[Data to examine Boundary: Start]
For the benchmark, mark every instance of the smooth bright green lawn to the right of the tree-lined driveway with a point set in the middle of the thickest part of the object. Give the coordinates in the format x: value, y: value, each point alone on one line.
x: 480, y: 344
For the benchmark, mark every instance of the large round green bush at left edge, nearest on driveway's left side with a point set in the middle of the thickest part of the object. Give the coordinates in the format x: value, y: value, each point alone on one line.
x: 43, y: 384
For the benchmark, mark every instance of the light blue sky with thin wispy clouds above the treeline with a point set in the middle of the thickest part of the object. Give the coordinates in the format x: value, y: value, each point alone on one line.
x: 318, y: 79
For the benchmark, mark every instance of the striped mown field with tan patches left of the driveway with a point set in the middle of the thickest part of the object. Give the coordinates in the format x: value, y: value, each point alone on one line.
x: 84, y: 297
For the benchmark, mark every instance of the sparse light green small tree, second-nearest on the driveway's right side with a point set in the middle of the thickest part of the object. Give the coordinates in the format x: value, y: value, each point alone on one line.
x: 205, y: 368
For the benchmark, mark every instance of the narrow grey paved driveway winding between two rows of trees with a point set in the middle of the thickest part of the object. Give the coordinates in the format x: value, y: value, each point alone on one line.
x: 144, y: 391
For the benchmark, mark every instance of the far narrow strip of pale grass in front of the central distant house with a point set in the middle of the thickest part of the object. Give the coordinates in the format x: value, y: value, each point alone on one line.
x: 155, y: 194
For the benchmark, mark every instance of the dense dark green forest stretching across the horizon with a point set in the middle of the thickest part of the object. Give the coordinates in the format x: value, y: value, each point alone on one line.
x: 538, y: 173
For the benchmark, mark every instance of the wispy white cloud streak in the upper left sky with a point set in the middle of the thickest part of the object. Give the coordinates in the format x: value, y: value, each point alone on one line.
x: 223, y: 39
[Data to examine Boundary: End]
> Problem to solve
Recopy the whole listing exactly.

> Final answer
For the benchmark, mark every instance of the smooth bright green lawn to the right of the tree-lined driveway with a point set in the middle of the thickest part of the object. Give the coordinates in the format x: value, y: value, each point alone on one line.
x: 480, y: 344
For the benchmark, mark every instance of the large round green bush at left edge, nearest on driveway's left side with a point set in the middle of the thickest part of the object. Give the coordinates in the format x: value, y: value, each point alone on one line.
x: 43, y: 384
For the benchmark, mark every instance of the light blue sky with thin wispy clouds above the treeline with a point set in the middle of the thickest part of the object. Give the coordinates in the format x: value, y: value, each point alone on one line.
x: 318, y: 79
For the benchmark, mark every instance of the striped mown field with tan patches left of the driveway with a point set in the middle of the thickest part of the object. Give the coordinates in the format x: value, y: value, each point alone on one line.
x: 84, y: 297
For the benchmark, mark every instance of the sparse light green small tree, second-nearest on the driveway's right side with a point set in the middle of the thickest part of the object. Give the coordinates in the format x: value, y: value, each point alone on one line.
x: 205, y: 368
For the benchmark, mark every instance of the narrow grey paved driveway winding between two rows of trees with a point set in the middle of the thickest part of the object. Give the coordinates in the format x: value, y: value, each point alone on one line.
x: 144, y: 391
For the benchmark, mark every instance of the far narrow strip of pale grass in front of the central distant house with a point set in the middle of the thickest part of the object. Give the coordinates in the format x: value, y: value, each point alone on one line.
x: 155, y: 194
For the benchmark, mark every instance of the dense dark green forest stretching across the horizon with a point set in the middle of the thickest part of the object. Give the coordinates in the format x: value, y: value, each point alone on one line.
x: 538, y: 173
For the benchmark, mark every instance of the wispy white cloud streak in the upper left sky with a point set in the middle of the thickest part of the object. Give the coordinates in the format x: value, y: value, each point alone on one line.
x: 223, y: 39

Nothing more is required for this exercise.